**Task goal**.
Everything from the line with "the woman's nose" through the last line of the records below should be copied exactly, both ends included.

**Data to use**.
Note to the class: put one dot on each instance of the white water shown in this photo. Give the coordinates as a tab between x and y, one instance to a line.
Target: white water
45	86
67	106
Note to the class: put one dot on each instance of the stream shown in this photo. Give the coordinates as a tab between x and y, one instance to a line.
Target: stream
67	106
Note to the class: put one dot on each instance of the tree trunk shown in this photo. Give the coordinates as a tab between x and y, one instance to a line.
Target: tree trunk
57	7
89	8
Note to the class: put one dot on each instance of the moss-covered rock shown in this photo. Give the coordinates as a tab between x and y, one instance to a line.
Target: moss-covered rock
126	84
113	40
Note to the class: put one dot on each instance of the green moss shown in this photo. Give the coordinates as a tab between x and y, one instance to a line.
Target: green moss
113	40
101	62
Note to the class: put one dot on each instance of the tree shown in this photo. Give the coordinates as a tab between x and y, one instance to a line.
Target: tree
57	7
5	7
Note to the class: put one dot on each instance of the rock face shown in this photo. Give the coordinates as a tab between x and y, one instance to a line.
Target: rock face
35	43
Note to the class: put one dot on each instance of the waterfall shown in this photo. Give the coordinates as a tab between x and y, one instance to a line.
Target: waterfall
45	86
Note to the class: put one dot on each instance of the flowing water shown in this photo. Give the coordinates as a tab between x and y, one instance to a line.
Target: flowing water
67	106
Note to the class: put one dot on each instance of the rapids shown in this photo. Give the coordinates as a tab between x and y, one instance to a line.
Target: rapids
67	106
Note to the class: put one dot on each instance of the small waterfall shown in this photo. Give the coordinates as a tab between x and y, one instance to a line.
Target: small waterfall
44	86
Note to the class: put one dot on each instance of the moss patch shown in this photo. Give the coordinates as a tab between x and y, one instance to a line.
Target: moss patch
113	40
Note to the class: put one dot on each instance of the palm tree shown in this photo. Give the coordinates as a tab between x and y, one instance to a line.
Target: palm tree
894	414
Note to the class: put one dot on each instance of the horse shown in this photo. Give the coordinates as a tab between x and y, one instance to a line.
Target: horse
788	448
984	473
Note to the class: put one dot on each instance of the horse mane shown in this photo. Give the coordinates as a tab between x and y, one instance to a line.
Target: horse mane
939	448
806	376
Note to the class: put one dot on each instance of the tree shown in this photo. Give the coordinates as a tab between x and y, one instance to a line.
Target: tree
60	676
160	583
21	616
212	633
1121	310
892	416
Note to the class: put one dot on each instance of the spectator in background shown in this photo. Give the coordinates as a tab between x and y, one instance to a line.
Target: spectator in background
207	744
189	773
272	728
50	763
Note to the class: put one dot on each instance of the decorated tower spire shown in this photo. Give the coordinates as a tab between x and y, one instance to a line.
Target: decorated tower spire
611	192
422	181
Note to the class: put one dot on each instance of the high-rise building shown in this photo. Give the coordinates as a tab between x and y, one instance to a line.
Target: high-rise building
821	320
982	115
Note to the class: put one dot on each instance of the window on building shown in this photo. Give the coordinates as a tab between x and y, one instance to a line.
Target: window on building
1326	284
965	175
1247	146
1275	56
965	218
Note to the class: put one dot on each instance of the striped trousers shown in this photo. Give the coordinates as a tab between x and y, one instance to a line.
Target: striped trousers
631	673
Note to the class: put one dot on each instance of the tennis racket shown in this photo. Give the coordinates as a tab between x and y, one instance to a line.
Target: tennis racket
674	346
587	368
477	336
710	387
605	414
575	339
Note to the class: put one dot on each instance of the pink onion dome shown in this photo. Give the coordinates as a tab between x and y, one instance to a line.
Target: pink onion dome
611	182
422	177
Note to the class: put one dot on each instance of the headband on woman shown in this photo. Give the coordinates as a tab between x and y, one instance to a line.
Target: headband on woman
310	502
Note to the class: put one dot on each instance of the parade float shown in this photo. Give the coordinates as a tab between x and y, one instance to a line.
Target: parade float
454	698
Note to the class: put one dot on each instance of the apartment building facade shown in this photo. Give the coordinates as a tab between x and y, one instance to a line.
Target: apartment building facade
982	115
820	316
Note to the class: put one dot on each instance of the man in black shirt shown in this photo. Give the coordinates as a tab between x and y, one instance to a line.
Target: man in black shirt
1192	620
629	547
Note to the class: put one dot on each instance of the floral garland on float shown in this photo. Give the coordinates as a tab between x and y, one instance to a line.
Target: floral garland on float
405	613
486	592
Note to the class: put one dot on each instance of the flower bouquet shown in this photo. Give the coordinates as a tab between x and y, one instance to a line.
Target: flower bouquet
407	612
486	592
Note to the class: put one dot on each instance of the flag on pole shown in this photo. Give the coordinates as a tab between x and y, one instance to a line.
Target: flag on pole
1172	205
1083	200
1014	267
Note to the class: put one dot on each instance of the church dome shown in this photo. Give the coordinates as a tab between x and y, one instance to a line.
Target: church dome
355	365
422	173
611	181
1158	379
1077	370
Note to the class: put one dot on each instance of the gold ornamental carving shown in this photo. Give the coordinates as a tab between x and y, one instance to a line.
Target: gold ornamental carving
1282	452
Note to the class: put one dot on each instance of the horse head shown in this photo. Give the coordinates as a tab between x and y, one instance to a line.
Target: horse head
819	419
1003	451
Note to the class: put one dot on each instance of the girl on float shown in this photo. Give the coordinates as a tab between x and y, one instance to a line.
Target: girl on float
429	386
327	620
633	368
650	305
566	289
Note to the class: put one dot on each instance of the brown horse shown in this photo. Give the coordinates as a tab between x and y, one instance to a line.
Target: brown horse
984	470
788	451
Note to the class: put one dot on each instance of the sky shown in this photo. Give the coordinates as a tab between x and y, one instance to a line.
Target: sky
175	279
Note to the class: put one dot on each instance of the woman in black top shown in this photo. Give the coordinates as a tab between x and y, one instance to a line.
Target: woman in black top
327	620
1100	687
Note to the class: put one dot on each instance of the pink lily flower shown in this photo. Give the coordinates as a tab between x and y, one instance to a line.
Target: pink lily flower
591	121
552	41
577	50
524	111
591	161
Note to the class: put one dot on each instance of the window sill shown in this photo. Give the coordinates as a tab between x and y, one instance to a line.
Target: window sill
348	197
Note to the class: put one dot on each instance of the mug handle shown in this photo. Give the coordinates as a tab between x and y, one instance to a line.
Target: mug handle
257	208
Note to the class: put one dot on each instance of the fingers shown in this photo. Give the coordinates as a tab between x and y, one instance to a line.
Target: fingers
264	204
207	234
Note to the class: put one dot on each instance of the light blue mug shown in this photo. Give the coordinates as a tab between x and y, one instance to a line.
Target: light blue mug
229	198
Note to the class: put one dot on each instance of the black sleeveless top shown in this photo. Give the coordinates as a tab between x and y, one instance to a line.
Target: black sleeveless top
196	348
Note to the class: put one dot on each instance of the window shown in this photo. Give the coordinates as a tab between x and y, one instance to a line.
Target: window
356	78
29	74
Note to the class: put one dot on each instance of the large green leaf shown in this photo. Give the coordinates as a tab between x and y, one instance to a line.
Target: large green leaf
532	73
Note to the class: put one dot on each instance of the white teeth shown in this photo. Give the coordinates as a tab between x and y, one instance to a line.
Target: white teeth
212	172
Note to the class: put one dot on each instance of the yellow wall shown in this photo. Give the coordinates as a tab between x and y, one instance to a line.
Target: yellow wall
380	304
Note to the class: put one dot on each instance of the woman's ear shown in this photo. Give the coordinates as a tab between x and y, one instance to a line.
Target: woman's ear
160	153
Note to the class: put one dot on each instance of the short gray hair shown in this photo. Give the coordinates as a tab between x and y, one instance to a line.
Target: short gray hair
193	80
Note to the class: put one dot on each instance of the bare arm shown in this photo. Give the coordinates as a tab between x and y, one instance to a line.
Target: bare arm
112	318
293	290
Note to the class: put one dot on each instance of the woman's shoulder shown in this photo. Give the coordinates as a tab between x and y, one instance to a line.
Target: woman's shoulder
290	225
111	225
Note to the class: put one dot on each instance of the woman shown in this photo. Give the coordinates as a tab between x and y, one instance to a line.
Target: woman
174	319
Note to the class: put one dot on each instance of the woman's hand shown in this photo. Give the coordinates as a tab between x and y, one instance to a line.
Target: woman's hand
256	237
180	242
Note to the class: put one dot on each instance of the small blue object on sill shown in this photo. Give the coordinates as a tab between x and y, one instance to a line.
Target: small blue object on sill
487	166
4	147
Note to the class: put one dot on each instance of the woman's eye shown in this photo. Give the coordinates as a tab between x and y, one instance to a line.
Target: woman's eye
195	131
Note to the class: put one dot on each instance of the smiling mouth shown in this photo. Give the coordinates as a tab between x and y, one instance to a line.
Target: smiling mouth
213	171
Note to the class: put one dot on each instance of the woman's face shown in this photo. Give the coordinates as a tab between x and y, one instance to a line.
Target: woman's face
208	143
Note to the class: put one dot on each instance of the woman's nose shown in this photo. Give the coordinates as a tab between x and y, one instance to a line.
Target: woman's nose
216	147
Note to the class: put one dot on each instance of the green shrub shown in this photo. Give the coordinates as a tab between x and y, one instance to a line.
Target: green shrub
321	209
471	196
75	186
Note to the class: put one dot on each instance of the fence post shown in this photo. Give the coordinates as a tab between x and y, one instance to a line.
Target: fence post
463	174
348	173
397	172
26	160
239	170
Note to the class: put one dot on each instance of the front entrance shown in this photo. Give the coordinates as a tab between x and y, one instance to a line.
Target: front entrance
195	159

**Solution for this task**.
Note to the class: put one dot on each instance of the woman's nose shown in this photo. Give the coordinates as a tab between x and y, one instance to a line.
Target: woman's nose
216	147
Note to the class: put one dot on each instance of the green shrub shown in this photo. Give the coordinates as a tab between x and y, one instance to a line.
Target: green shrub
321	209
471	196
75	186
Note to the class: put one dot on each instance of the fence post shown in this photo. Give the coordinates as a tab between x and y, one instance to a line.
Target: fence post
463	174
348	173
397	172
26	160
239	170
Note to the class: put one dot on each instance of the front entrance shown in this photo. Give the coordinates as a tab between x and y, one instance to a line.
Target: front entrance
195	159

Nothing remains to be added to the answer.